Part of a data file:

##############################

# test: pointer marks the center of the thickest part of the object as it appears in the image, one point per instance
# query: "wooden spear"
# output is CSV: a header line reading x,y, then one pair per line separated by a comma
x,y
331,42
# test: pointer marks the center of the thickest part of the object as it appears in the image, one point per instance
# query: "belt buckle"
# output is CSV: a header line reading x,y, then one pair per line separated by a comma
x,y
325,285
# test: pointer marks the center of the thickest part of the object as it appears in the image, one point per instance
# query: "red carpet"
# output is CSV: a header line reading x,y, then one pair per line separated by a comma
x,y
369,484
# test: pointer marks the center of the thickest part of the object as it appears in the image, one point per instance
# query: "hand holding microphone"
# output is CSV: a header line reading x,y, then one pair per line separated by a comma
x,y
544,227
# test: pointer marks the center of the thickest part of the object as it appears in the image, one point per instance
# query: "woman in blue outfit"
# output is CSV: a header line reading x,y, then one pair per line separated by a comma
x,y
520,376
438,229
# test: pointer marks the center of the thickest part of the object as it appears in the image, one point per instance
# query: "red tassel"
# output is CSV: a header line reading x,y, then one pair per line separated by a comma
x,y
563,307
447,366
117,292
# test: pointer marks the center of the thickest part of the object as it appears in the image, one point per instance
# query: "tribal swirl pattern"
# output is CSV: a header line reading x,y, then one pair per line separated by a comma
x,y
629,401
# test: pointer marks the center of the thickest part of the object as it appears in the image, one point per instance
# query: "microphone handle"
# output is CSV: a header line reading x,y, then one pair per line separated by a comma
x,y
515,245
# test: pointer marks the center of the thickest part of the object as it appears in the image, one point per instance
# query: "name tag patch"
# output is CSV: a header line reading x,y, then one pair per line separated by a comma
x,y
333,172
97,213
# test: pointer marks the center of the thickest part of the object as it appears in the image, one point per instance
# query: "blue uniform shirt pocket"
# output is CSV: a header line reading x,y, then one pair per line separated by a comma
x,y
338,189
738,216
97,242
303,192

##############################

TASK INSTRUCTIONS -> Print the records above in full, exactly.

TASK OUTPUT ->
# test: pointer marks the center of the thickest part of the object as it appears in the image, one point per instance
# query: "wooden spear"
# output is CSV: a header line reading x,y, then one pair per line separated by a comma
x,y
331,42
# test: pointer marks the center of the thickest part of the object as it appears in the image, one point per instance
# query: "belt buckle"
# output is CSV: a header line reading x,y, then one pair per line separated by a comma
x,y
325,285
# test: pointer marks the center of the thickest part of the object as it appears in the image, one point per instance
# query: "red carpet"
# output is CSV: a header line reading x,y, then one pair per line separated by a comma
x,y
369,484
# test: pointer marks the center of the thickest part of the object as it appears in the image, one point per instance
# query: "hand holding microphone"
# output is CSV: a header line reading x,y, then one pair per line separated by a comma
x,y
544,227
# test: pointer marks the center of the thickest part of the object as it appears in the image, one point per instance
# query: "woman in blue outfit"
# output is CSV: a header line reading x,y, then one pair per line separated by a comma
x,y
520,376
438,229
# test: pointer marks the center of the thickest part of the object as it appears in the image, one point per instance
# query: "red tassel"
# output is CSV: a header line reading x,y, then one pair per line separated by a comma
x,y
563,307
447,366
117,292
# test: pointer marks the center of the thickest part of the object as it appears in the image, one point per instance
# query: "tribal swirl pattern"
# output is CSV: a header line reading x,y, then one pair per line separated by a comma
x,y
629,401
# test: pointer marks the center of the thickest part of the object as it appears in the image, one point per instance
# query: "microphone handle"
# output is CSV: a header line reading x,y, then one pair per line separated by a comma
x,y
515,245
# test: pointer marks the center of the thickest part of the object as it appears in the image, one point per instance
# query: "name tag patch"
# output is CSV: a header line reading x,y, then one pair per line separated by a comma
x,y
333,172
97,213
# test: pointer marks the center of the thickest part of the object as it appears in the image, one point per instance
# query: "blue uniform shirt pocket"
# output is CSV: a header line reading x,y, then one pair per line separated by a comma
x,y
338,189
738,216
97,242
303,192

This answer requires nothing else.